» **Extracted text**

>>>>>

Also speaking was John Hedly, a Vietnam War veteran and president of the nonprofit Welcome Home Veterans Living History Museum at Richard’s Coffee Shop in Mooresville.
“I really appreciate the patriotism and love of country that you all demonstrate all the time, particularly during this current time when there are organizations and people out there who are working overtime to destroy the very fabric of this republic and are probably working for an overthrow of our government.”
“To get back to old-fashioned patriotism, love of country, love of flag — it makes me feel good.”
Exchange Club member Cotton Ketchie led a prayer, saying that “we love our country, we love our freedom, and we love the American flag.” He also thanked God for the many service members and the sacrifices they made and for the blessings bestowed on this country.
At the end the brief ceremony, Packard, Atkins, and Hedley placed the first three flags on the field.
Representatives of the Mooresville Police Department was also on hand to support the event, as were Mooresville Fire-Rescue personnel, who hung their giant flag on the front of the YMCA facility.
After the ceremony, Packard thanked event chair Kim Saragoni, main sponsor BestCo and the many other organizations and businesses that support the event, which was put together in only six weeks when the club was offered the Lowe’s YMCA space for the 4th of July weekend after the cancellation of its traditional fireworks and activities due to the COVID-19 pandemic restrictions.
Packard became emotional describing the event’s meaning, which is to thank all the heroes of our community, including honoring military service members as well the first responders and healthcare workers who toiled at the forefront of this pandemic.
Atkins said he was thrilled that the event, delayed from its traditional Memorial Day weekend timeframe, was able to proceed this weekend. “It’s going to be emotional and inspiring — something that’s a real asset to our community.”
The mayor said he is proud to be a member of the Exchange Club. “It’s the most patriotic organization. It’s what makes our community so great.”
LIBERTY PARK PAVERS PROJECT
The Exchange Club is also holding a Liberty Park Brick Paver project through July 6. The pavers will be installed in the promenade area of the park.

<<<<<

» **Given entries**
>>>>>

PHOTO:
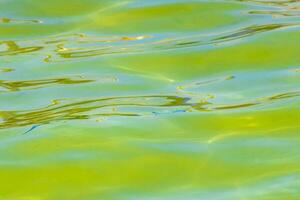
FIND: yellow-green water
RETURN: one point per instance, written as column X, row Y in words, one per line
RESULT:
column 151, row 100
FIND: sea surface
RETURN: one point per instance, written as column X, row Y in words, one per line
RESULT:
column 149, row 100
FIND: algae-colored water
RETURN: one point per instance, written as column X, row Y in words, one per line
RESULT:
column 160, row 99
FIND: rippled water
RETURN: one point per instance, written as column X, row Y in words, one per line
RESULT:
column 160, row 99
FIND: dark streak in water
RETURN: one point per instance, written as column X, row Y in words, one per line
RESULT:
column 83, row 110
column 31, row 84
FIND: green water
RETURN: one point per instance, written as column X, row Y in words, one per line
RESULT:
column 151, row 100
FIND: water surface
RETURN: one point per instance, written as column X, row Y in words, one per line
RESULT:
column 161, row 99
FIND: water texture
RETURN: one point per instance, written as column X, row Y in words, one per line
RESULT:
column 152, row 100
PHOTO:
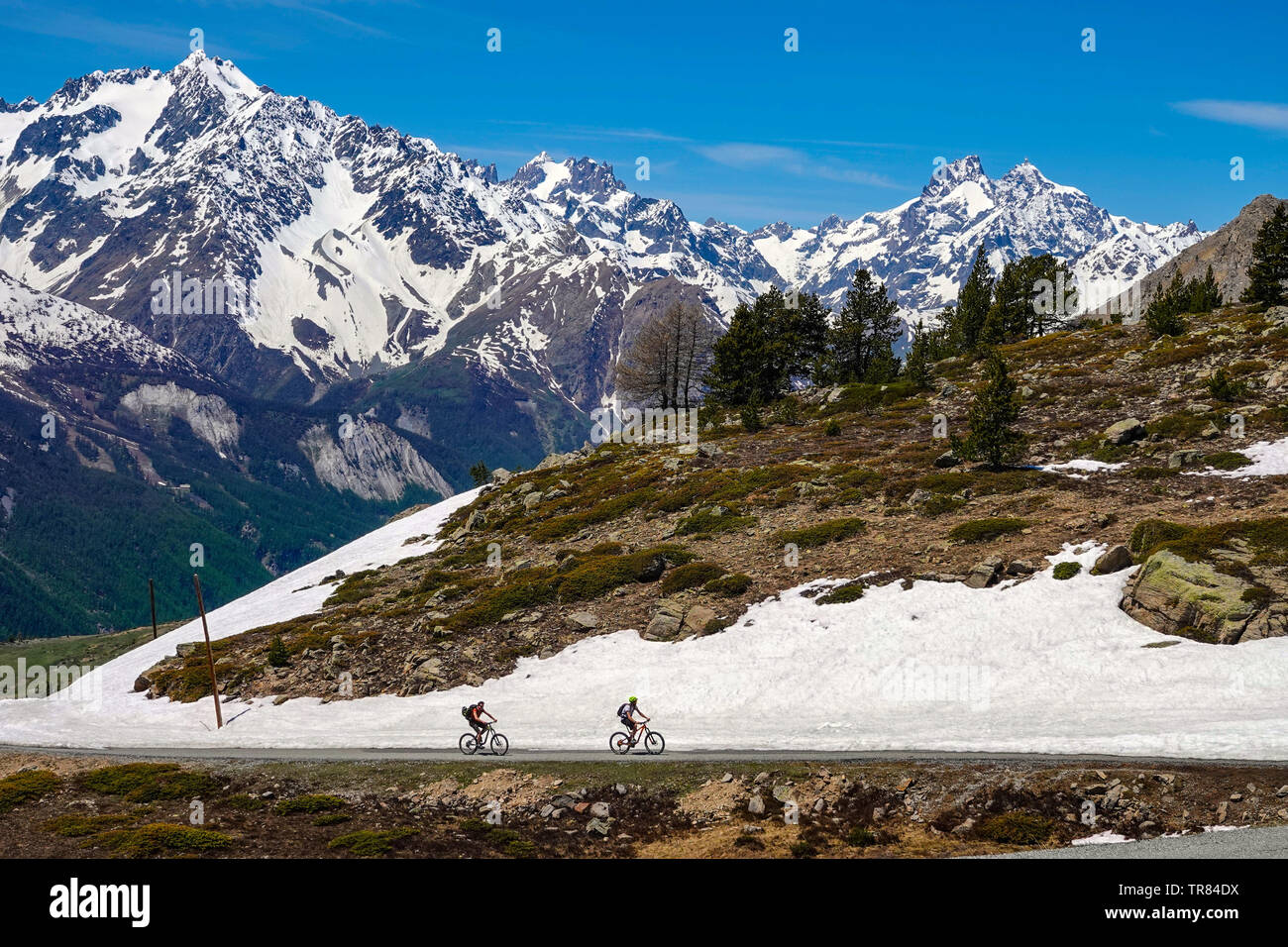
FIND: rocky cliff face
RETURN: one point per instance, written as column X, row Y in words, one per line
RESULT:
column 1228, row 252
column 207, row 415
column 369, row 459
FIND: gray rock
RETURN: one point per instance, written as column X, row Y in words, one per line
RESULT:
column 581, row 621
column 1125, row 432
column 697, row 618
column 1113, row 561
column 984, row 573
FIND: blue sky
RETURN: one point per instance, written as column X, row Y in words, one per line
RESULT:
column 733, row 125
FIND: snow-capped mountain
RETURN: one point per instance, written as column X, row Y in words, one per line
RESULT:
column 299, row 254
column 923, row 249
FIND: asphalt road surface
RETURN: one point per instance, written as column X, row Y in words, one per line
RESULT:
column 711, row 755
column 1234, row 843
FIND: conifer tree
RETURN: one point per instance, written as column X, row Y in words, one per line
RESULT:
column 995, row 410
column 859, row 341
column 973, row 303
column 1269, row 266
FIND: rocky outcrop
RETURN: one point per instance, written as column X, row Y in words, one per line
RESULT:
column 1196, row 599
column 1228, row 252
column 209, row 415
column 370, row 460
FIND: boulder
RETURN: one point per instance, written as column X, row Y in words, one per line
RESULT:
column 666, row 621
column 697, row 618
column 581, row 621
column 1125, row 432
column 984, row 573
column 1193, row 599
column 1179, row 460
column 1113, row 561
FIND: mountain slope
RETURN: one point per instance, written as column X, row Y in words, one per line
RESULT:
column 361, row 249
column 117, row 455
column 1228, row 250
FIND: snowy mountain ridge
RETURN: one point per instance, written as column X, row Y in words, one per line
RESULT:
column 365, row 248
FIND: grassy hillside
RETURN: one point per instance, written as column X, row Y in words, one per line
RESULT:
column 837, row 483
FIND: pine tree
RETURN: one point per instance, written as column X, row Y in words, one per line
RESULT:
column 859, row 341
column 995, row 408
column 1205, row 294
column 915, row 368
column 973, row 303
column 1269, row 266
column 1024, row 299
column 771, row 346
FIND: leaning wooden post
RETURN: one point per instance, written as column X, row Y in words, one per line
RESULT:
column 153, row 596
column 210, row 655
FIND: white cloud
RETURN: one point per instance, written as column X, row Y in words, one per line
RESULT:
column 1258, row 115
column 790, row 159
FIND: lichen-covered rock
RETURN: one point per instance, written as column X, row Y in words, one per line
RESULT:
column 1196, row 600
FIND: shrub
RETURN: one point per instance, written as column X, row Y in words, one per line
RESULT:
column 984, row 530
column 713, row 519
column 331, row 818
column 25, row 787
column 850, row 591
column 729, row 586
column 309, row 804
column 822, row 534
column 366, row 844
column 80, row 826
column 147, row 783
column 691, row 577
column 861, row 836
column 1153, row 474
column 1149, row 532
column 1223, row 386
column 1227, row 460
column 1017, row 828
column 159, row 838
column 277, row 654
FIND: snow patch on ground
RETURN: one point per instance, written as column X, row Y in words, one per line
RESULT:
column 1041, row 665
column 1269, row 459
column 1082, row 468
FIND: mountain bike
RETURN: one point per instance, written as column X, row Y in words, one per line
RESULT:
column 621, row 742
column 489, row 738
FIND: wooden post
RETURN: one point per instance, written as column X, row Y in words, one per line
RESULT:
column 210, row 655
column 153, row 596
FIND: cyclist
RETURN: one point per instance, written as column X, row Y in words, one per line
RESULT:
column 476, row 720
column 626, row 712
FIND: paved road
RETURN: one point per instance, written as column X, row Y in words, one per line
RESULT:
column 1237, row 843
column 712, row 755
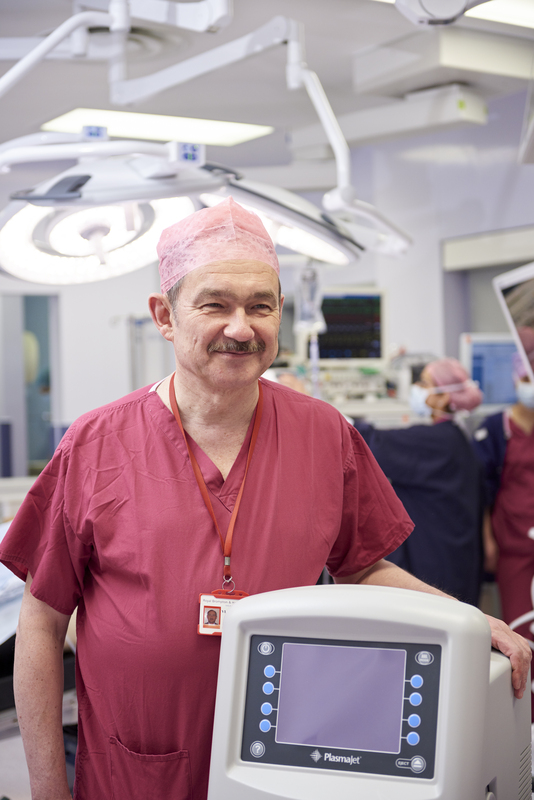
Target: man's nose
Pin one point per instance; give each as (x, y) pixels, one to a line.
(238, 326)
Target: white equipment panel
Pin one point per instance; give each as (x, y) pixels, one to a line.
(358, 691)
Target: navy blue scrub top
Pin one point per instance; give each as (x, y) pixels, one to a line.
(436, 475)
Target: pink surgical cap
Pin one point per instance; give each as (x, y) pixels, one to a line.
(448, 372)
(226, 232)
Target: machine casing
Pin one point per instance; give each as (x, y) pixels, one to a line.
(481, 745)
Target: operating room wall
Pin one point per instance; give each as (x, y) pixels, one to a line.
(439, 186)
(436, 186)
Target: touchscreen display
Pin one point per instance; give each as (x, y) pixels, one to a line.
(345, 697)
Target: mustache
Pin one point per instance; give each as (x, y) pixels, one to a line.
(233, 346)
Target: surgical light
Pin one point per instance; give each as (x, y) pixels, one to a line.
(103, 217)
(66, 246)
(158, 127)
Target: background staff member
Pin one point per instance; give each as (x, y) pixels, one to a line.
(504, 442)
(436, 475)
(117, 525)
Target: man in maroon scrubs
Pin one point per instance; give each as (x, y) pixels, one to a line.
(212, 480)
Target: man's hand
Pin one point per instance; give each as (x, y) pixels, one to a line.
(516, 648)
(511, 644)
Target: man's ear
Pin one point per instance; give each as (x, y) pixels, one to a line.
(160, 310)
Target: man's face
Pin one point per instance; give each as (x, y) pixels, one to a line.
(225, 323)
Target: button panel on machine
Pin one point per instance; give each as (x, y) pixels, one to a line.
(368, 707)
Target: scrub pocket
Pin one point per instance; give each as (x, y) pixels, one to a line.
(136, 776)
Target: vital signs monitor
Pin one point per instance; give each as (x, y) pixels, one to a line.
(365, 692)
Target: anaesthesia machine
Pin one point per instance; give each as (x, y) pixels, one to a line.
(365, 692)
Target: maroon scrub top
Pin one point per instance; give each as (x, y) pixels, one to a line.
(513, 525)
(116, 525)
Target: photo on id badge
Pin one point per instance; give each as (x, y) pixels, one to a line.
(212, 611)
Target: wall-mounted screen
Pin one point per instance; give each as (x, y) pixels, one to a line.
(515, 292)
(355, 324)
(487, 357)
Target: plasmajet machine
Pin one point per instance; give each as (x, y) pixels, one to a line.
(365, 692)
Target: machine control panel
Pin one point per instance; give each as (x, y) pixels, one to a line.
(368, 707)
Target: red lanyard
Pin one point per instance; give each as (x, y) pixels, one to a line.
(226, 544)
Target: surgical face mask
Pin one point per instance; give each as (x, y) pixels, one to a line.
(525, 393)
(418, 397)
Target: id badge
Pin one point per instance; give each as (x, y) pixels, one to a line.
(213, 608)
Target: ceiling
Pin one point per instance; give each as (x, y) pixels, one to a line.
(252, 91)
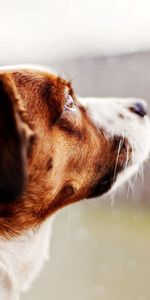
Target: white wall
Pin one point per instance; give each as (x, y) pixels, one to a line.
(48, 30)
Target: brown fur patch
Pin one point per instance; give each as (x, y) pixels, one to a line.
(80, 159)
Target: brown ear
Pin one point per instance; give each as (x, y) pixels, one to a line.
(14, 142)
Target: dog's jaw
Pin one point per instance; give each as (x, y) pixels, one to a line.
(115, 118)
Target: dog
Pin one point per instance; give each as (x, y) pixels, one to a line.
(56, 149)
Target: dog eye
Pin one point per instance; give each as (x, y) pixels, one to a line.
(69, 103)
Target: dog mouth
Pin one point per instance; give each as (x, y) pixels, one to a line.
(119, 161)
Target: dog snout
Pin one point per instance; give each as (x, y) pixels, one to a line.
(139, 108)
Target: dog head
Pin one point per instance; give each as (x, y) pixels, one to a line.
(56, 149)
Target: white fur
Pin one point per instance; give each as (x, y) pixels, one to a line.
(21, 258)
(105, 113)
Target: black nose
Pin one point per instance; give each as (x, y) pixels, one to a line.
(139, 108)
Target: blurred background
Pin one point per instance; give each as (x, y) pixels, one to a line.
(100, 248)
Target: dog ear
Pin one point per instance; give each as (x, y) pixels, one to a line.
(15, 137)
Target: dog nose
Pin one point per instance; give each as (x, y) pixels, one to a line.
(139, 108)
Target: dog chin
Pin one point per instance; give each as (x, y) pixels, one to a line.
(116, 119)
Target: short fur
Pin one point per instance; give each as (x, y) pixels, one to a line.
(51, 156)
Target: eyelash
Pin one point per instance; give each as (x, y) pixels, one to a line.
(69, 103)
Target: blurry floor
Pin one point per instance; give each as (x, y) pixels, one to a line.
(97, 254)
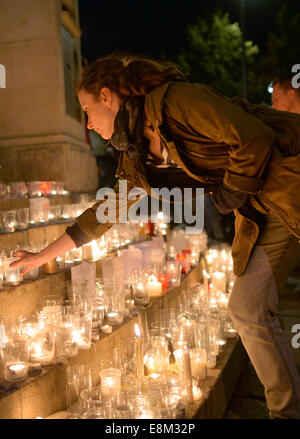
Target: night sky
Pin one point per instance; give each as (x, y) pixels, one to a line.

<<<<<

» **Task to carry out**
Print the part of the Exchange Club flag ceremony article between "LIBERTY PARK PAVERS" and "of the park.", inclusive, exactly as it appears.

» **Reply**
LIBERTY PARK PAVERS PROJECT
The Exchange Club is also holding a Liberty Park Brick Paver project through July 6. The pavers will be installed in the promenade area of the park.